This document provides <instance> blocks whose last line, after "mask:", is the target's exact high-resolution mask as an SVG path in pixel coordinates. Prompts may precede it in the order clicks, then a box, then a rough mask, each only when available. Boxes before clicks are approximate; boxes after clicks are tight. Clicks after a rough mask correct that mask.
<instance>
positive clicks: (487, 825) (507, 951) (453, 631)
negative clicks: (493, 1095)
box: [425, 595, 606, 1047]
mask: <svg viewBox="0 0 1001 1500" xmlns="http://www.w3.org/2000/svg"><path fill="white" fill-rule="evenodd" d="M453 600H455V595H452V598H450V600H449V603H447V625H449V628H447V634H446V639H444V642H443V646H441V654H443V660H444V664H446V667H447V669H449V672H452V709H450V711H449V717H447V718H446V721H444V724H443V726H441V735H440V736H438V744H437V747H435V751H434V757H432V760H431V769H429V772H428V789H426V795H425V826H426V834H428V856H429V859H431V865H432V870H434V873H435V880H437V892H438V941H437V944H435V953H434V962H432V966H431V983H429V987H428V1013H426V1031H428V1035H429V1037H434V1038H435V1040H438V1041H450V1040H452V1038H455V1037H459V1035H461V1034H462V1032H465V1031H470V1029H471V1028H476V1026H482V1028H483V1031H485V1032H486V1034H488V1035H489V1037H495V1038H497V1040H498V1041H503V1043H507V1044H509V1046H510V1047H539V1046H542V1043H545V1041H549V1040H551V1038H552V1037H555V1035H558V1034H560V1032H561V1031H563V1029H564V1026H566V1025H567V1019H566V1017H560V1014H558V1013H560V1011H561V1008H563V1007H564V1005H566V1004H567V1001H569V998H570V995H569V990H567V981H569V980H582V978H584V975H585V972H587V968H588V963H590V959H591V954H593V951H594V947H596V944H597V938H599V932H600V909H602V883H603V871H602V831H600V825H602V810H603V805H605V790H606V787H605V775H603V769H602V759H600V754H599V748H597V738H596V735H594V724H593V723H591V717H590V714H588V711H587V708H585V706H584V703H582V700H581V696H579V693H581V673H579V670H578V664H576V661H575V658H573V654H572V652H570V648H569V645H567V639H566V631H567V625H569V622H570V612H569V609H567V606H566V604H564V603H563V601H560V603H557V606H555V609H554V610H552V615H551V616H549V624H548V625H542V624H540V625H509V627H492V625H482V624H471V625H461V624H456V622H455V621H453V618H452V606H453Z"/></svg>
····················
▸ **Problem to solve**:
Retype exactly, and only, the lines above from the one where "positive clicks: (487, 825)" occurs up to and including the one where "negative clicks: (493, 1095)" occurs.

▸ **Reply**:
positive clicks: (487, 825) (507, 951) (453, 631)
negative clicks: (493, 1095)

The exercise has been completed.